··· Brano del documento

E, in questo caso, nemmeno è accettabile spostare le eventuali obiezioni sul 'supposto' confessionalismo del discorso perchè la laicissima Francia - ad esempio - destina alla famiglia il 2,5% del PIL, a fronte del solo 1% dell'Italia, che occupa anche qui “l'ultimo posto delle classifiche europee” (pag. 27). Semmai, vale proprio l'esatto opposto, perchè il deficit di nascite per raggiungere il punto di equilibrio attualmente sarebbe di circa 150.000 bambini ogni anno: “ma dal 1978 [anno di entrata in vigore della legge che liberalizza l'aborto, la ben nota numero 194/1978] al 2011 le interruzioni volontarie di gravidanza sono state 5 milioni, numero che corrisponde a 115.151 non nati ogni anno” (ibidem). Vista l'enorme rilevanza della posta in gioco, stupisce che tali argomenti non vengano mai utilizzati anche da politici e legislatori di buon orientamento: fornirebbero ulteriori prove a dimostrazione che la battaglia pro-life è anche e soprattutto una battaglia di progresso e sviluppo sociale e civile, non solo morale, checchè ne dicano i libertari nichilisti di tutte le risme. Accanto a questo aspetto decisivo, vi è inoltre l'incidenza di divorzi e separazioni - “ormai prossima al 50%” (pag. 28) - che pure contribuiscono a destabilizzare la fiducia nelle nuove generazioni nella famiglia in quanto tale. Come se tutto questo non bastasse, da parte di molti economisti permane l'illusione che il mercato abbia le sue proprie regole e vada avanti ugualmente, nonostante tutto. Ma non funziona così: meno famiglia vuol dire meno figli e quindi meno 'capitale umano' a disposizione per tutti, meno risorse fisiche (e morali) su cui contare, meno contribuenti e meno pensioni, insomma meno energie a cui poter attingere per il proprio futuro. Chi mai si potrebbe augurare consapevolmente uno scenario del genere? E il corpo politico può dirsi neutrale o 'laico' (qualsiasi cosa questo voglia dire) di fronte a una tale questione? Con quale autorità?

······
··· Dati di partenza

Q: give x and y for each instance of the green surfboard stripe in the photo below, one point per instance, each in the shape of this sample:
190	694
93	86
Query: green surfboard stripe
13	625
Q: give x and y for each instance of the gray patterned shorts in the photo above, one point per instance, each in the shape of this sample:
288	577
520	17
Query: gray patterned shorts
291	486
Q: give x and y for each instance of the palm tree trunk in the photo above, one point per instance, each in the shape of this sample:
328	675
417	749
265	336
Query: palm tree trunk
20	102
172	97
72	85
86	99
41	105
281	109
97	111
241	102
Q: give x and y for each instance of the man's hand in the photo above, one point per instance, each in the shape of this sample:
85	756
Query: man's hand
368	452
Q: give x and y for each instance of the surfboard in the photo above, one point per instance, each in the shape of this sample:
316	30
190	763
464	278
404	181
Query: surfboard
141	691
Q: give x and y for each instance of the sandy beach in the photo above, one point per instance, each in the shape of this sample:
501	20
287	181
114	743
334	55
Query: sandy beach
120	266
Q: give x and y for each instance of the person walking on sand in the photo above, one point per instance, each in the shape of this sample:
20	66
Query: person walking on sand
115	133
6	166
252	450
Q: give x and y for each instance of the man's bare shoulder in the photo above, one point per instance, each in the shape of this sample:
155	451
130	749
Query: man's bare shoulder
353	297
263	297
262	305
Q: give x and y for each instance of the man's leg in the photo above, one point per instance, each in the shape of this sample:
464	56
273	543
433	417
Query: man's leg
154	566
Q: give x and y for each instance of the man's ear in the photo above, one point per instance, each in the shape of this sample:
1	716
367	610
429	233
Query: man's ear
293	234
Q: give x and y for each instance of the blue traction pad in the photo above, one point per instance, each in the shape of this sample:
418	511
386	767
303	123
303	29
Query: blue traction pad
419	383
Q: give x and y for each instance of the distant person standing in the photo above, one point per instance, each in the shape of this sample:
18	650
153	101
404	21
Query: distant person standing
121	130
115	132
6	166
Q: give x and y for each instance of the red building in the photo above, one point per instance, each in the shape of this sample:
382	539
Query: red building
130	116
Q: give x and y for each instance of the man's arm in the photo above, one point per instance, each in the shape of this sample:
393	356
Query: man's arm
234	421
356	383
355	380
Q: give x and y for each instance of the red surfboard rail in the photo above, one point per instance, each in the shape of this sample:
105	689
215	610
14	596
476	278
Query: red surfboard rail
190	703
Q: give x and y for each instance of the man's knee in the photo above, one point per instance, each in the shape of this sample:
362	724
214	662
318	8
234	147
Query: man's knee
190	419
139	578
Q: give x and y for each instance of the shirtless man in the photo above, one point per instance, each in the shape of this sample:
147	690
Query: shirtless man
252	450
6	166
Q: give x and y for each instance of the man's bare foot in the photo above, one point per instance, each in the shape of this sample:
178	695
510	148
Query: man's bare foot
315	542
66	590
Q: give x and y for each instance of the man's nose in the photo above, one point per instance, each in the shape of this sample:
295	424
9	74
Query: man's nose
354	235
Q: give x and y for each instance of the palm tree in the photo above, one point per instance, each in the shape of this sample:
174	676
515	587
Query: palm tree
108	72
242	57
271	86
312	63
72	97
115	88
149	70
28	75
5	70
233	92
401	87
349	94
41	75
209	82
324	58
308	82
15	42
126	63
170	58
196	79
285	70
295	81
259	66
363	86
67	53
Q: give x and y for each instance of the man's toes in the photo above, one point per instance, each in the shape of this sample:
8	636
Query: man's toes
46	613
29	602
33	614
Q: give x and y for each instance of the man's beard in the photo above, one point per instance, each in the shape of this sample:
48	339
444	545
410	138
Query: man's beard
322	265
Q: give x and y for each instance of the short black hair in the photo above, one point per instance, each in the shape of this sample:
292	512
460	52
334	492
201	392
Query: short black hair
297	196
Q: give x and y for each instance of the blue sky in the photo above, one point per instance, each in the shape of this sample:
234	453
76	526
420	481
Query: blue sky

······

**Provi lei**
Riporti tutte le percentuali che compaiono nel brano e indichi, per ciascuna, a che cosa si riferisce. I record costituiscono materiale a sé stante, distinto dal brano.

**Area di risposta**
- 2,5%: la quota del PIL che la Francia destina alla famiglia.
- 1%: la quota del PIL che l'Italia destina alla famiglia.
- 50%: la soglia a cui è ormai prossima l'incidenza di divorzi e separazioni.